[Natural language region descriptions]
○ ○ ○ ○ ○ ○ ○

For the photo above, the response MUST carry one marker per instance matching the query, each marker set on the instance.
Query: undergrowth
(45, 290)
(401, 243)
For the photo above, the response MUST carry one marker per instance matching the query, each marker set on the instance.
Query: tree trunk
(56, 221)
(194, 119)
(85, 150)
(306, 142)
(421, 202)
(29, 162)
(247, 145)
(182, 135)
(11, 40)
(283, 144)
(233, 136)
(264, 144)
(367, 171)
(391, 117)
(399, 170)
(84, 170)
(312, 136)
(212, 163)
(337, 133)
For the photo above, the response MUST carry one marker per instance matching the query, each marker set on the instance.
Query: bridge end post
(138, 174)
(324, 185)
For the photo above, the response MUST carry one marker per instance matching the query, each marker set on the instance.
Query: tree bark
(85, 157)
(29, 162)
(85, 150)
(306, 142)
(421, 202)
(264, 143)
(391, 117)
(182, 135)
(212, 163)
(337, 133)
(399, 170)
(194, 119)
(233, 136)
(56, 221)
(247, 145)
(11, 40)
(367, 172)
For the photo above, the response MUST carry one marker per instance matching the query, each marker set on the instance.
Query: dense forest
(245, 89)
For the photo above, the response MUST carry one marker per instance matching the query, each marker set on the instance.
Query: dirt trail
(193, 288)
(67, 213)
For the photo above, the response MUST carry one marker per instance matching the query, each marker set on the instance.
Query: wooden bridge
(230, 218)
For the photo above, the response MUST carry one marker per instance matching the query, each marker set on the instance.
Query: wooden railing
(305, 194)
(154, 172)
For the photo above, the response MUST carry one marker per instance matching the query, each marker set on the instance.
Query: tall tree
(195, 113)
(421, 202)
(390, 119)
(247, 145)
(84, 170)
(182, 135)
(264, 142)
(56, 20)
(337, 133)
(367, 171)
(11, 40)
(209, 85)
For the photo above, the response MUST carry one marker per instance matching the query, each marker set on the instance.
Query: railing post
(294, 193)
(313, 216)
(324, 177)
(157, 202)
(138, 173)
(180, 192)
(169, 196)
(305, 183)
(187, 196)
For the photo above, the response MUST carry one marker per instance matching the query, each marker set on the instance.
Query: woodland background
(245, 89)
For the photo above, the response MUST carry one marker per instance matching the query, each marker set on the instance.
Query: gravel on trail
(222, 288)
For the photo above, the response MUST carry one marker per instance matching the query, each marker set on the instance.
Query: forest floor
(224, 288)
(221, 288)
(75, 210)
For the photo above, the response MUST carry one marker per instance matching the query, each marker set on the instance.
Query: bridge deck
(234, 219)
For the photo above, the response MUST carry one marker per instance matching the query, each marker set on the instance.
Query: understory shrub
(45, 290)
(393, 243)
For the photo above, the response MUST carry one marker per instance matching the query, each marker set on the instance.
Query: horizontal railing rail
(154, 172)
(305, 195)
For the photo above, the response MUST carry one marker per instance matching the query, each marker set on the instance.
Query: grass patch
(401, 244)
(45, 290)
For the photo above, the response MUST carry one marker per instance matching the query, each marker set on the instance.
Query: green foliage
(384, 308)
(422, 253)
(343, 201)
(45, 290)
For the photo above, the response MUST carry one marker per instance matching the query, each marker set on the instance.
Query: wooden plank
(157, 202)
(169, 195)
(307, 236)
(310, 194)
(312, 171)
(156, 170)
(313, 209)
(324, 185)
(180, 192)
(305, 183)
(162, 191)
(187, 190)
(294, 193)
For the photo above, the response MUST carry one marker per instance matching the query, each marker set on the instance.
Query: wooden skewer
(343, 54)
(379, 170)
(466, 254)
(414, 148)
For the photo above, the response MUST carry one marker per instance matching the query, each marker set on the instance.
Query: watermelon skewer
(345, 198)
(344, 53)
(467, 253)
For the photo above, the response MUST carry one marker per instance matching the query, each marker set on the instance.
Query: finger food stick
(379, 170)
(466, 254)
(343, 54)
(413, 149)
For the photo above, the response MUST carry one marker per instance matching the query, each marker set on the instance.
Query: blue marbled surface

○ ○ ○ ○ ○ ○ ○

→ **Task goal**: Could every entry be given again exactly, with no line skipped?

→ **Exercise response**:
For the photo above, the response MUST carry one marker per instance matching the query, each marker set on the instance.
Query: undergrowth
(45, 290)
(401, 243)
For the photo above, the response MUST carry one marker per instance matching the query, each marker set on the instance.
Query: tree trunk
(56, 221)
(194, 119)
(85, 150)
(306, 142)
(421, 202)
(29, 162)
(247, 145)
(182, 135)
(11, 40)
(283, 144)
(233, 136)
(264, 144)
(367, 171)
(391, 117)
(399, 170)
(84, 170)
(312, 136)
(212, 163)
(337, 133)
For the photo above, the response MUST carry one marker per instance matching the query, each marker set on the instance.
Query: bridge end post
(138, 174)
(324, 185)
For the photo above, the response MUST carry one marker per instance matching the query, each marker set on the instance.
Query: tree bark
(85, 157)
(29, 162)
(85, 150)
(306, 142)
(421, 202)
(264, 143)
(391, 117)
(182, 135)
(212, 163)
(337, 133)
(399, 170)
(194, 119)
(233, 136)
(56, 221)
(247, 145)
(11, 40)
(367, 172)
For the photo above, the response MUST carry one marker per instance matching the query, each marker set on the instance.
Query: dense forest
(245, 89)
For the photo above, the response MUST carry one marker per instance matching the query, each marker set on the instance.
Query: dirt trail
(193, 288)
(67, 213)
For the photo above, the response MUST carry one marker per instance matching the query, each marker set on the instance.
Query: wooden bridge
(230, 218)
For the photo above, the response MUST carry one marker per instance matching the query, each marker set on the instance.
Query: wooden railing
(305, 194)
(154, 172)
For the photo above, the response MUST carry one marker per instance matching the query, each marker set on the instance.
Query: tall tree
(195, 113)
(421, 202)
(390, 119)
(247, 145)
(84, 170)
(182, 135)
(264, 142)
(56, 20)
(337, 133)
(367, 171)
(11, 40)
(209, 85)
For the photo above, the response MUST carry one marker per instance matching the query, each marker set on the instance.
Query: railing post
(294, 193)
(313, 216)
(324, 177)
(157, 202)
(138, 173)
(180, 192)
(169, 196)
(305, 183)
(187, 196)
For the photo above, the response MUST carry one marker per instance matching the query, each marker set on the instance.
Query: woodland background
(245, 89)
For the photo above, the response MUST carry one marker per instance matching the query, each marker set on the instance.
Query: gravel on trail
(222, 288)
For the photo above, the response MUST carry one marker per instance matching the query, each marker set on the instance.
Query: forest floor
(224, 288)
(221, 288)
(75, 210)
For the photo above, the response MUST carry one marker per instance matching the query, each marker set on the instance.
Query: bridge deck
(234, 219)
For the photo above, the response MUST carry one marker per instance matching the query, each marker set on the instance.
Query: understory shrub
(45, 290)
(393, 243)
For the photo above, the response MUST carry one marker per instance matching the query, each marker set on the instance.
Query: horizontal railing rail
(154, 172)
(305, 195)
For the photo above, the response MUST carry one marker per instance matching the query, each marker set on the instance.
Query: grass patch
(401, 244)
(45, 290)
For the photo above, the response MUST carry one marker per instance matching the query, each marker set on the instance.
Query: green foliage
(384, 308)
(422, 253)
(343, 201)
(45, 290)
For the photo above, the response MUST carry one marker per instance matching the query, each marker set on the instance.
Query: wooden plank
(157, 202)
(169, 195)
(307, 236)
(310, 194)
(312, 171)
(156, 170)
(313, 209)
(324, 185)
(180, 192)
(305, 183)
(162, 191)
(187, 190)
(294, 193)
For the photo above, the response MUST carry one marker per instance matching the query, each marker set on the instance.
Query: wooden skewer
(343, 54)
(379, 170)
(466, 254)
(414, 148)
For the photo above, the response MUST carry one marker per instance matching the query, each marker set on the instance.
Query: watermelon skewer
(345, 198)
(344, 53)
(467, 253)
For the photo above, the response MUST carry one marker per instance matching the query, each marker set on the instance.
Query: finger food stick
(379, 170)
(466, 254)
(343, 54)
(413, 149)
For the photo above, the response MUST carry one marker per instance matching the query, each marker set on the instance.
Query: blue marbled surface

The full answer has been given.